## DIRECTIONS FOR THIS TASK:
Please output the lines between the one holding "dry sand -> outlines" and the one holding "732L526 570L55 578L0", inclusive, copied unchanged.

## DATA SHOWN:
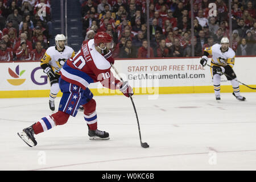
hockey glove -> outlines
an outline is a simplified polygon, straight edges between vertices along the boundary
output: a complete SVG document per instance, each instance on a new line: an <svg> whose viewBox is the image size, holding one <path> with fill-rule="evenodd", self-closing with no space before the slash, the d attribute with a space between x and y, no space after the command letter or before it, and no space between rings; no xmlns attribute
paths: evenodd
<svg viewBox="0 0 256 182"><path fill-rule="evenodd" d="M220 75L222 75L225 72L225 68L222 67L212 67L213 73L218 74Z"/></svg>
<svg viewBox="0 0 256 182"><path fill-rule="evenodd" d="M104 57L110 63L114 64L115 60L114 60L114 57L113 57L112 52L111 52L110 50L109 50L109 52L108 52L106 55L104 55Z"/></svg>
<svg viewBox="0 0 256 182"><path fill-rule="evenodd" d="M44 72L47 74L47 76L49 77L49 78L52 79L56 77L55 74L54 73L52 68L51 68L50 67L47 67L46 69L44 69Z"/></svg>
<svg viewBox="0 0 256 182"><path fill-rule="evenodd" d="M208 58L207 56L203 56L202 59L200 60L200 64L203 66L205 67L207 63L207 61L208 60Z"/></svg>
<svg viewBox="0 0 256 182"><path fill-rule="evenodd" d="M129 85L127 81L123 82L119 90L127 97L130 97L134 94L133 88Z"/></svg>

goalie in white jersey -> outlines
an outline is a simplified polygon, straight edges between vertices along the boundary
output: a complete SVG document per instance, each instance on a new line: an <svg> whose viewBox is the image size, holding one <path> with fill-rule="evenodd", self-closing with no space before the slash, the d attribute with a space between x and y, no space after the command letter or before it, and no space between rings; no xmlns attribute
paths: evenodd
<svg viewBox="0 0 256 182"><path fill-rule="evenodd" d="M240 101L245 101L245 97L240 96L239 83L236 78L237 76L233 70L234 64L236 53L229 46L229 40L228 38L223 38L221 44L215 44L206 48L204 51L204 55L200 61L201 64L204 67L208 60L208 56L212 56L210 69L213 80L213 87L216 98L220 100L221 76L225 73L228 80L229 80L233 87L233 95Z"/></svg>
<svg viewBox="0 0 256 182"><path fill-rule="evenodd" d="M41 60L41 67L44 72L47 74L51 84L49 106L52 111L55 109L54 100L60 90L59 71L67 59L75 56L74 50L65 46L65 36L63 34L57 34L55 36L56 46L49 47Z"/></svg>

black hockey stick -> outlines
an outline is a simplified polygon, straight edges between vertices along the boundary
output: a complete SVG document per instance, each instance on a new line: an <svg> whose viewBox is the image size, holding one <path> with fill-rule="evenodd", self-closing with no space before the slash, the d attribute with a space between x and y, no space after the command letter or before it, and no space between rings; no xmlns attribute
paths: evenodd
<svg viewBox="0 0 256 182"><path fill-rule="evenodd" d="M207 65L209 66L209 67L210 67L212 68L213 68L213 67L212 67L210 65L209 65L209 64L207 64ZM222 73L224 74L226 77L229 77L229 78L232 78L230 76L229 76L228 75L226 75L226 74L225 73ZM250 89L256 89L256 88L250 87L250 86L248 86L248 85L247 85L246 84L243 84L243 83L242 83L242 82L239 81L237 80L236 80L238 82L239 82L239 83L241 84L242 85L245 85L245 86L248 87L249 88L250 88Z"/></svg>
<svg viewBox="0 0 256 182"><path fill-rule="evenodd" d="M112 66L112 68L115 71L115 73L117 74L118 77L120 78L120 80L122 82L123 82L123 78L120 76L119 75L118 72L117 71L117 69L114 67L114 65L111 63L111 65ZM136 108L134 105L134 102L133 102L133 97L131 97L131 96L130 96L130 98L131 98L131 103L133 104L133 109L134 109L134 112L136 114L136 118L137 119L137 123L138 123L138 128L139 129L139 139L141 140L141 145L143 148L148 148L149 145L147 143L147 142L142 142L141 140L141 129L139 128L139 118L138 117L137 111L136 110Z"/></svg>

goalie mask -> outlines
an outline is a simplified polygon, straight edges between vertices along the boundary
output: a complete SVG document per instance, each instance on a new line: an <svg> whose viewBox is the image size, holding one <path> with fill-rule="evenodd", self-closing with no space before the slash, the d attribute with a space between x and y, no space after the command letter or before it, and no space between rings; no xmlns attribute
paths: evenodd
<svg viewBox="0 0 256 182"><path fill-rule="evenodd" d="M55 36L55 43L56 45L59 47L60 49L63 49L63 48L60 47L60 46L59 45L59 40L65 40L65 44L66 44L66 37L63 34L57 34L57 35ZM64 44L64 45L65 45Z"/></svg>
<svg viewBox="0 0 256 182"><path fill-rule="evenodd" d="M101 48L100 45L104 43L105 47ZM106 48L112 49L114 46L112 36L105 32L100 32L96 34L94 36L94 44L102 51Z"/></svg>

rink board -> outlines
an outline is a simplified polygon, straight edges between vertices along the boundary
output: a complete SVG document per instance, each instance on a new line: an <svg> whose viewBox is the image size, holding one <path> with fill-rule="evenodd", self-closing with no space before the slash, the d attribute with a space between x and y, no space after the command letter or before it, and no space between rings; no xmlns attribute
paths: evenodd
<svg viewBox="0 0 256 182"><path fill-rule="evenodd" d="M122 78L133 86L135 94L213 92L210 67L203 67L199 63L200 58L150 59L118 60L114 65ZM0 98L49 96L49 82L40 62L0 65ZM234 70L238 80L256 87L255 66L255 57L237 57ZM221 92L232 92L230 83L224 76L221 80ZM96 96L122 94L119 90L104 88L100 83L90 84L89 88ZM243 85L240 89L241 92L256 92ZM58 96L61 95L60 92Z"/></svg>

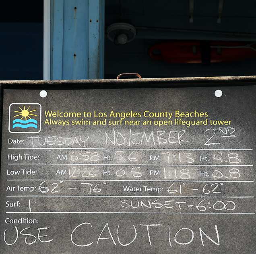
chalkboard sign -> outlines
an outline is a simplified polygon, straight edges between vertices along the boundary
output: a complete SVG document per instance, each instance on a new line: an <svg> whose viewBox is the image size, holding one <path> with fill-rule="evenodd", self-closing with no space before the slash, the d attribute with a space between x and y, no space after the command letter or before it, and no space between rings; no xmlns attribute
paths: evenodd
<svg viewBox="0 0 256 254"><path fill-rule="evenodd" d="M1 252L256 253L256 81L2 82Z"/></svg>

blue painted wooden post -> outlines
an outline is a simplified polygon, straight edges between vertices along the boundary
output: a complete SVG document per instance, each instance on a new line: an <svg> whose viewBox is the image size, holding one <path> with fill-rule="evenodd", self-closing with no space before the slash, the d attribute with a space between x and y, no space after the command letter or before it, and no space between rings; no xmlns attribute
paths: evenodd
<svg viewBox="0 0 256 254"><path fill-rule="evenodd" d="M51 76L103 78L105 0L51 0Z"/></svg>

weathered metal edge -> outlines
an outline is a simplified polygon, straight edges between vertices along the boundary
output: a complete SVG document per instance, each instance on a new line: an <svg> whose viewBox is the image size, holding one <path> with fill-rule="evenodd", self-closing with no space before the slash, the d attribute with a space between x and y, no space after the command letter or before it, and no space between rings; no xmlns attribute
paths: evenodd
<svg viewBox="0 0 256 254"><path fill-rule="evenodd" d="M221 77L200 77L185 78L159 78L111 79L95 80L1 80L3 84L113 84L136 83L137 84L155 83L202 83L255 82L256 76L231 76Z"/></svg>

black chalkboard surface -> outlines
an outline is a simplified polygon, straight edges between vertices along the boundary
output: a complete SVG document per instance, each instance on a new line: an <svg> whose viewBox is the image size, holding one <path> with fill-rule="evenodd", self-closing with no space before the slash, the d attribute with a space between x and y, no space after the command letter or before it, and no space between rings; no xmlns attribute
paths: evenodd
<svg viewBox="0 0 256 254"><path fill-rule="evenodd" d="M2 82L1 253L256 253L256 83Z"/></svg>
* * *
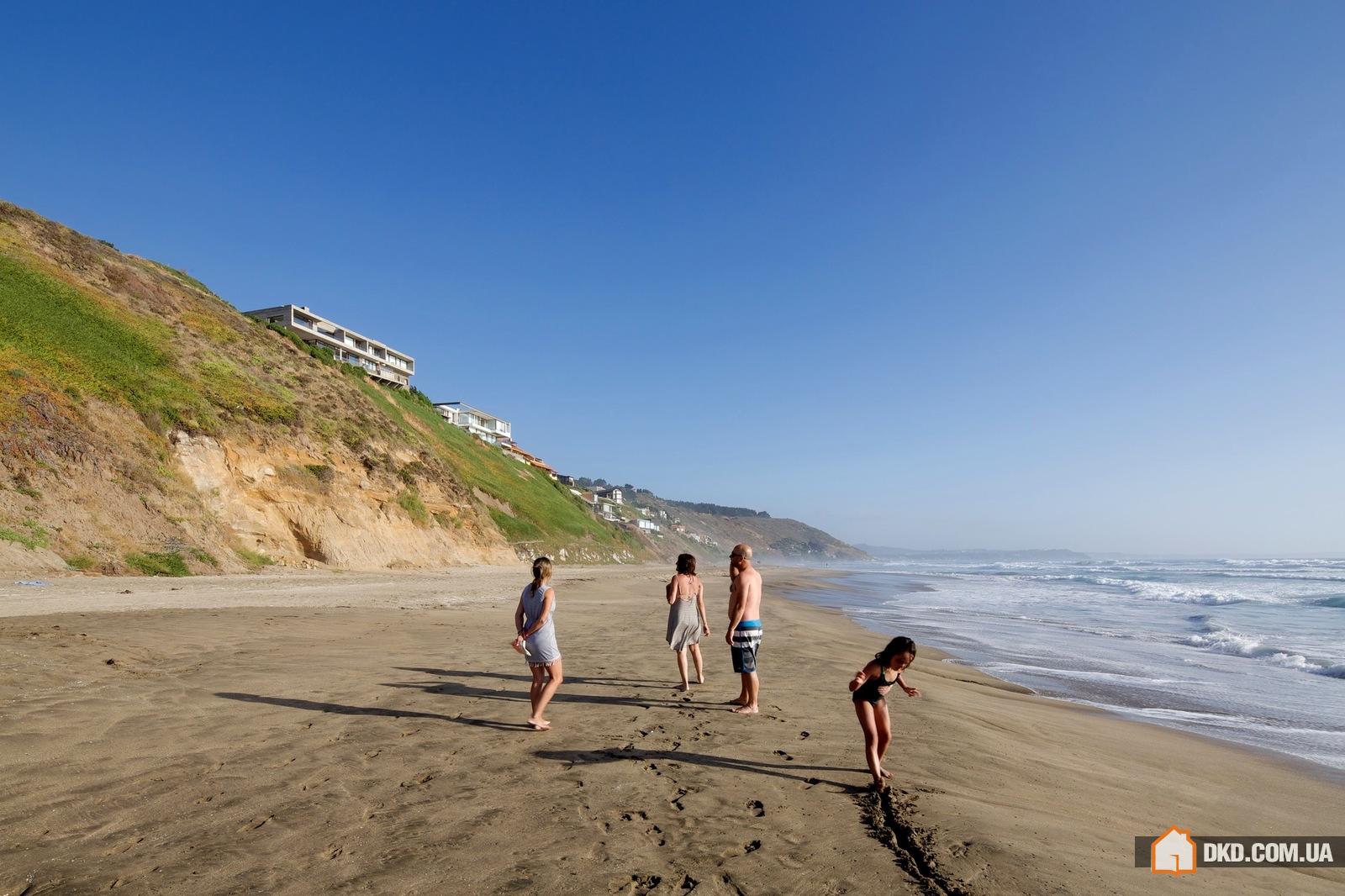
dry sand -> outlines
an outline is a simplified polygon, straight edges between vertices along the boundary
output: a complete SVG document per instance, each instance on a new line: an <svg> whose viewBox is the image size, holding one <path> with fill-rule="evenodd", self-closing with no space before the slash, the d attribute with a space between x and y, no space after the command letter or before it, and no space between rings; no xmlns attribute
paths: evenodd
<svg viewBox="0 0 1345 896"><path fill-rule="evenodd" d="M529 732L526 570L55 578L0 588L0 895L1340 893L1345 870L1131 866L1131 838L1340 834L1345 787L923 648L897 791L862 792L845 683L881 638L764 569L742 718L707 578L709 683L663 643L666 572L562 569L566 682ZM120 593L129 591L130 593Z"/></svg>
---
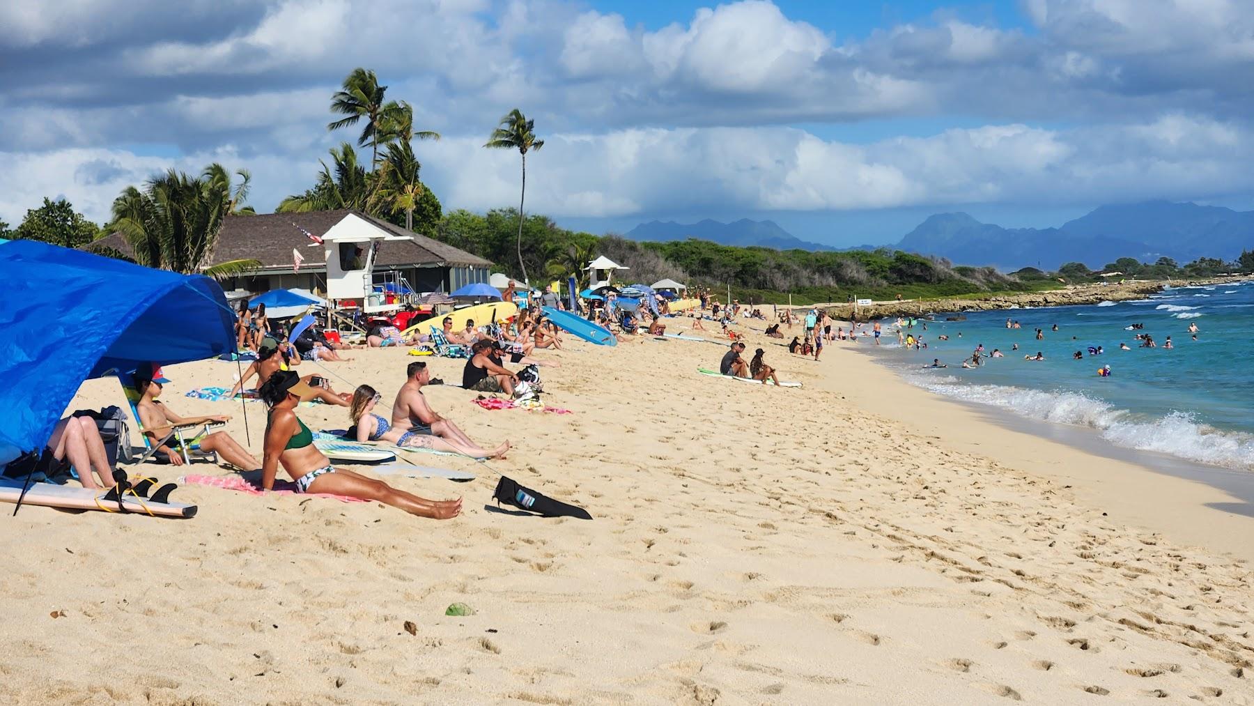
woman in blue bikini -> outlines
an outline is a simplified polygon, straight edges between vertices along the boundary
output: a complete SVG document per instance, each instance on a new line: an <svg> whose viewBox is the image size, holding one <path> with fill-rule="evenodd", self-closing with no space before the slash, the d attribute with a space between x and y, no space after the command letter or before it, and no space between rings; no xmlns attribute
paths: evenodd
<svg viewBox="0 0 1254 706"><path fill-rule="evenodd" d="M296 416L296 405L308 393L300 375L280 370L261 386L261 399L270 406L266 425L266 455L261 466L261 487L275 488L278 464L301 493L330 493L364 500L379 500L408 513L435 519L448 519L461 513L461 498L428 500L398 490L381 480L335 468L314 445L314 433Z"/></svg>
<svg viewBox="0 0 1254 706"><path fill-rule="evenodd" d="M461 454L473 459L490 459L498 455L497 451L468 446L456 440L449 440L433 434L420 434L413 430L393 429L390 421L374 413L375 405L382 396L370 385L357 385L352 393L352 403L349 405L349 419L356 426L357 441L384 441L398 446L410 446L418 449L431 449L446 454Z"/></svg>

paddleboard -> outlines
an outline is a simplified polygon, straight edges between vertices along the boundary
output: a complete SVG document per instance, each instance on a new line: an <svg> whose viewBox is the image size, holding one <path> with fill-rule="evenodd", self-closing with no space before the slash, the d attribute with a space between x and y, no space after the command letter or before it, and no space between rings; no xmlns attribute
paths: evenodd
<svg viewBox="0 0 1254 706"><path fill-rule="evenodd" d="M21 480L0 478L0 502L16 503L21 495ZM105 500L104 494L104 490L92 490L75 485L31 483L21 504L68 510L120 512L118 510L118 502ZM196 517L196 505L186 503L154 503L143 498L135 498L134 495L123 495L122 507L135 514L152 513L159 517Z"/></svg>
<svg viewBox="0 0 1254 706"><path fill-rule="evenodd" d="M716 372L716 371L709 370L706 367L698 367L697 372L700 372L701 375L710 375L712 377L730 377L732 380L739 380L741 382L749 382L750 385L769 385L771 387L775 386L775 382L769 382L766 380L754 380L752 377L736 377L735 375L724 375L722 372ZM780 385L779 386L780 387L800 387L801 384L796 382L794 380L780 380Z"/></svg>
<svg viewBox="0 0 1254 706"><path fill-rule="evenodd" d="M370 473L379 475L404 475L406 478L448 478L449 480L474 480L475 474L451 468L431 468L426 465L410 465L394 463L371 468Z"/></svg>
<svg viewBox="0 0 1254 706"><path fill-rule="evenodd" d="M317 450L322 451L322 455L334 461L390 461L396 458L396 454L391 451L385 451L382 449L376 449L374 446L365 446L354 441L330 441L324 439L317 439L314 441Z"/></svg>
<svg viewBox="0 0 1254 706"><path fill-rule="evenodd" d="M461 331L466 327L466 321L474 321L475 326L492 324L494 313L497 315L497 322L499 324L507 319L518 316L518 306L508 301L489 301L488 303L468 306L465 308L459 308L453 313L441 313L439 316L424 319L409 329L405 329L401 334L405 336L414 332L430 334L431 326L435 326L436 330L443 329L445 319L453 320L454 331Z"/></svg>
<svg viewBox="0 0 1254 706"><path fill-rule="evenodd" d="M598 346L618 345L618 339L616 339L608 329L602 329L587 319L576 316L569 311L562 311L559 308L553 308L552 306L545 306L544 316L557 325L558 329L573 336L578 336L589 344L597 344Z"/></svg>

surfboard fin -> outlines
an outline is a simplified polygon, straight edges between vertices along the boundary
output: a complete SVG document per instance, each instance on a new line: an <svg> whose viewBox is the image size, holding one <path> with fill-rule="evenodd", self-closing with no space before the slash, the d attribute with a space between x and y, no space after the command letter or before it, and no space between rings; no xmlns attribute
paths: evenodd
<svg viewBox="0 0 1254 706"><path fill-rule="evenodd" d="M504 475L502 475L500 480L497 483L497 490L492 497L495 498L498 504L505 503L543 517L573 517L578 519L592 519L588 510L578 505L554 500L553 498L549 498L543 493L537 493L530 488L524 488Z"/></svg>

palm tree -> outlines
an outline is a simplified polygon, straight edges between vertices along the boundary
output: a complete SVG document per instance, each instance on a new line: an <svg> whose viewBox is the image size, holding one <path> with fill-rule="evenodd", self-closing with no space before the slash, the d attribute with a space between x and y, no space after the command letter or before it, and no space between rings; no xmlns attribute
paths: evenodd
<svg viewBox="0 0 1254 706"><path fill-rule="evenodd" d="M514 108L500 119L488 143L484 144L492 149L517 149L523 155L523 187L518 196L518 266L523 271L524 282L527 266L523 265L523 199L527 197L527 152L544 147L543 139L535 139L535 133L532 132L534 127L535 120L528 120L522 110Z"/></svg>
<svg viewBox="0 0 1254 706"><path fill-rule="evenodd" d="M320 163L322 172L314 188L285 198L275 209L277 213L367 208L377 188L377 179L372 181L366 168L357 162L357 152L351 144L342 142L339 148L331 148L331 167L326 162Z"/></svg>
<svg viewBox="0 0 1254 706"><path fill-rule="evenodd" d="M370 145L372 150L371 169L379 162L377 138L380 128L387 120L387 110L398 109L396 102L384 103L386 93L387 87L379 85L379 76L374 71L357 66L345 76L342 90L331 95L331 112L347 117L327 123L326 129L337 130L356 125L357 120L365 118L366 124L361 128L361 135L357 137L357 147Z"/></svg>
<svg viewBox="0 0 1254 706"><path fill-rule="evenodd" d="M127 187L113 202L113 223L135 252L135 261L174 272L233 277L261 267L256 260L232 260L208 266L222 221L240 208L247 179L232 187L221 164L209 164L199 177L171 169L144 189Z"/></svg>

## ANSWER TO THIS TASK:
dry sand -> outlines
an outline is a simplified polygon, straight edges between vertices along the boundary
output: a complete SVG document per instance, each instance on a new line: an <svg> whose viewBox is the image size, holding one <path> with fill-rule="evenodd", self-closing with no space before the slash, the d attribute with a space between x and y, no space after the command letter or before it, and no space between rings; no xmlns attribute
paths: evenodd
<svg viewBox="0 0 1345 896"><path fill-rule="evenodd" d="M529 732L526 570L55 578L0 588L0 895L1340 893L1345 870L1131 866L1131 838L1340 834L1345 787L923 648L897 791L862 792L845 683L881 638L764 569L742 718L707 578L709 683L663 643L666 572L562 569L566 682ZM120 593L129 591L130 593Z"/></svg>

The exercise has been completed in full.